EXERCISE AIM: Locate every line in the records below that contains the word "dark", and copy each of those lines.

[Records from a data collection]
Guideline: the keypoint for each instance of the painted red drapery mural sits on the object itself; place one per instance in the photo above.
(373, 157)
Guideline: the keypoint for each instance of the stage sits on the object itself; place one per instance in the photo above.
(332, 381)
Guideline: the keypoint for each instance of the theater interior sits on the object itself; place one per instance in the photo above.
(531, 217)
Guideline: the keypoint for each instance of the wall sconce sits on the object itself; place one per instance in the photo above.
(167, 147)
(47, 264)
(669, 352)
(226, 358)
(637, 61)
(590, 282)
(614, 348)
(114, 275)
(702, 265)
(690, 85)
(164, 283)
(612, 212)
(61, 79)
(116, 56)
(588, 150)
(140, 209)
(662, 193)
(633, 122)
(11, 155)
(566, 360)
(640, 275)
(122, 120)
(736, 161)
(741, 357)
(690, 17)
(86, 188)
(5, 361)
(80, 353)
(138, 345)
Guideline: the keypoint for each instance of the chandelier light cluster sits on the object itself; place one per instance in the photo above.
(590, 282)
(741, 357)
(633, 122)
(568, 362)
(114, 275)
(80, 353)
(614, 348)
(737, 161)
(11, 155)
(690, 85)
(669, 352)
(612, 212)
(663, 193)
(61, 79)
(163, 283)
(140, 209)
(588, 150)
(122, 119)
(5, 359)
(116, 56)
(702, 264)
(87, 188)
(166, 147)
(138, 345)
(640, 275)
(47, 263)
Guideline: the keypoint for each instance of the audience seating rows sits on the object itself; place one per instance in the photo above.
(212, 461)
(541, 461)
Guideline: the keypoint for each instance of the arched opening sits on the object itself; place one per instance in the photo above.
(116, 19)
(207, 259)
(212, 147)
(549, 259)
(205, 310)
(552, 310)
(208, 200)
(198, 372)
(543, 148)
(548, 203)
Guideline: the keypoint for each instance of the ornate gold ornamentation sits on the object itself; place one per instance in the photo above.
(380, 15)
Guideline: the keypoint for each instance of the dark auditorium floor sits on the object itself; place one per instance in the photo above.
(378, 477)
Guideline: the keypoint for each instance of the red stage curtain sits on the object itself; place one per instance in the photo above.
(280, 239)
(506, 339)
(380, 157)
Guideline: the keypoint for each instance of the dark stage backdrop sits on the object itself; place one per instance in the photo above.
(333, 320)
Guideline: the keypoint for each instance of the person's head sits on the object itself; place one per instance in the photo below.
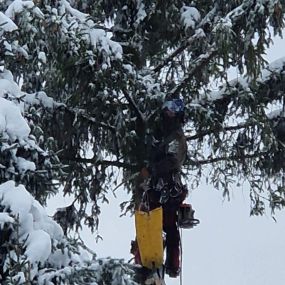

EXERCISE ANSWER:
Guideline: the keypoint for each instance of the dark auditorium floor sits on the object itself; place one per instance in the photo above.
Guideline: the keypoint for each instance of the dark stage backdrop sits on the object itself; place one per instance in the photo above.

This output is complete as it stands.